MATA INDONESIA, MANILA – Serangan teritorial oleh ratusan kapal Cina di Laut Cina Selatan membuat hubungan Filipina dan Beijing tegang dan menyebabkan permusuhan yang tidak diinginkan, ungkap ajudan presiden Rodrigo Duterte, Salvador Panelo.
Panelo yang merupakan penasihat hukum kepresidenan, mengatakan kehadiran kapal Cina di Zona Ekonomi Eksklusif (ZEE) Filipina adalah noda yang tidak diinginkan dalam hubungan dan dapat memicu permusuhan antara kedua negara.
“Kami dapat bernegosiasi tentang masalah yang menjadi perhatian dan keuntungan bersama, tetapi jangan salah tentang itu – kedaulatan kami tidak dapat dinegosiasikan,” kata Panelo dalam sebuah pernyataan, melansir Reuters, Senin, 5 April 2021.
Panelo juga mengatakan bahwa Manila tidak akan dibutakan oleh gerakan kemanusiaan Negeri Tirai Bambu di tengah pelanggaran hukum internasional dan hak kedaulatan, merujuk pada vaksin corona yang disumbangkan oleh negara yang dipimpin oleh Presiden Xi Jinping.
Filipina mengajukan protes diplomatik tentang kehadiran 220 kapal berbendera Cina yang mengerumuni dan dianggap mengancam. Pemerintah Filipina juga meyakini bahwa ratusan kapal di wilayah Whitsun Reef tersebut diawaki oleh milisi Beijing – sebuah sikap yang didukung oleh Amerika Serikat.
Kedutaan Besar Cina di Manila menyatakan bahwa sejumlah kapal nelayan yang berada di wilayah terumbu karang, Whitsun hanyalah kapal penangkap ikan yang berlindung dari gelombang laut yang ganas dan tidak ada milisi atau aparat keamanan di dalam kapal tersebut.

● **BARIS YANG DITAMPILKAN**
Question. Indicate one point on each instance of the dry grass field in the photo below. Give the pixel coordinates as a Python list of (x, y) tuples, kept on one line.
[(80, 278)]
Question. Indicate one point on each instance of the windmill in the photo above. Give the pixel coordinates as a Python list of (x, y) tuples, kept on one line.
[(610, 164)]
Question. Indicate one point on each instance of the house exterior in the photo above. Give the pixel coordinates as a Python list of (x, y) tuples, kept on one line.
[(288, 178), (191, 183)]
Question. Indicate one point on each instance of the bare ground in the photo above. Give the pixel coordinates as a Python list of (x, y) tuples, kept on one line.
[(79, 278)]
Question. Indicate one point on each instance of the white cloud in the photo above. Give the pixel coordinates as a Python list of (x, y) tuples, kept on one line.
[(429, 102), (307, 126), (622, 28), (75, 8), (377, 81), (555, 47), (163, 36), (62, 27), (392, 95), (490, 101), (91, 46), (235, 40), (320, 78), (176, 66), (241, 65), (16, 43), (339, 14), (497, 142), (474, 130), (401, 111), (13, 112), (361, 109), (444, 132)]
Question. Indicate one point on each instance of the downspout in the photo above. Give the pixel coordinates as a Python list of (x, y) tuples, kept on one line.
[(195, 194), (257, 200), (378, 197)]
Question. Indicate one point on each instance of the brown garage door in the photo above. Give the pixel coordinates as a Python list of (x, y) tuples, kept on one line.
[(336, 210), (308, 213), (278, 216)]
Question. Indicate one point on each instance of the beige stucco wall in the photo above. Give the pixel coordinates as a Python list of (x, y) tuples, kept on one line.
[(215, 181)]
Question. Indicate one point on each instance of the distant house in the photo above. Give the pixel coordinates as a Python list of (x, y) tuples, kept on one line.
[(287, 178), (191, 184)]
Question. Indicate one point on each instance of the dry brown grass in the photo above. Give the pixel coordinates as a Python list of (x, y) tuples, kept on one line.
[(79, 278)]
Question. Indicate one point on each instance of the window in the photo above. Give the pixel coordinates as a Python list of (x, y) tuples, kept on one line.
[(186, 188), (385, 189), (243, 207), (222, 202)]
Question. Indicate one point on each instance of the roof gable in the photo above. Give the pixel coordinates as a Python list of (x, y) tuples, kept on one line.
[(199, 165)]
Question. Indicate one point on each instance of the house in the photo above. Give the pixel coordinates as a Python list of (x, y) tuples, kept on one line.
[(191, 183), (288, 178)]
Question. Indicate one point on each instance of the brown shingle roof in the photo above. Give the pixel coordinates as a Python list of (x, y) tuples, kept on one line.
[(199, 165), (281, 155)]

● **DAFTAR TUGAS**
1. Kutiplah bagian artikel tentang Laut Cina Selatan dari "Panelo yang merupakan" sampai "Presiden Xi Jinping." tanpa mengubah satu kata pun.
2. Menurut artikel tentang Laut Cina Selatan, berapa jumlah kapal berbendera Cina yang membuat Filipina mengajukan protes diplomatik?
3. Lanjutkan artikel tentang Laut Cina Selatan setelah kalimat terakhir yang ditampilkan.

● **JAWABAN LATIHAN**
1.
Panelo yang merupakan penasihat hukum kepresidenan, mengatakan kehadiran kapal Cina di Zona Ekonomi Eksklusif (ZEE) Filipina adalah noda yang tidak diinginkan dalam hubungan dan dapat memicu permusuhan antara kedua negara.
“Kami dapat bernegosiasi tentang masalah yang menjadi perhatian dan keuntungan bersama, tetapi jangan salah tentang itu – kedaulatan kami tidak dapat dinegosiasikan,” kata Panelo dalam sebuah pernyataan, melansir Reuters, Senin, 5 April 2021.
Panelo juga mengatakan bahwa Manila tidak akan dibutakan oleh gerakan kemanusiaan Negeri Tirai Bambu di tengah pelanggaran hukum internasional dan hak kedaulatan, merujuk pada vaksin corona yang disumbangkan oleh negara yang dipimpin oleh Presiden Xi Jinping.

2. 220 kapal.

3.
Dalam sebuah pernyataan, satuan tugas Filipina di Laut Cina Selatan prihatin atas kehadiran milisi Beijing yang melanggar hukum dan enggan mundur dari wilayah yang dipersengketakan tersebut.
“Baik Filipina maupun komunitas internasional tidak akan pernah menerima pernyataan Cina tentang apa yang disebut kedaulatan terintegrasi yang tak terbantahkan di hampir seluruh Laut Cina Selatan,” kata gugus tugas tersebut, yang mendesak penarikan segera kapal-kapal itu (31/3).
“Kami menghadapi pandemi dan kemudian Cina menyebabkan masalah,” tuntas Panelo.
Selain Filipina, Brunei Darussalam, Vietnam, Taiwan, dan Beijing memiliki klaim teritorial yang bersaing di Laut Cina Selatan, yang merupakan jalur kunci perdagangan dunia, di mana sekitar 25 persen arus pelayaran dunia melewati jalur tersebut dengan valuasi barang mencapai angka 3,4 triliun dolar AS.
Tak mengherankan bila kemudian wilayah perairan tersebut menjadi magnet bagi negara-negara yang memiliki visi perdagangan dan pertahanan. Masuk akal, bila kemudian perseteruan akan siapa penguasa di kawasan tersebut tak kunjung usai, terutama antara Amerika Serikat dan Cina.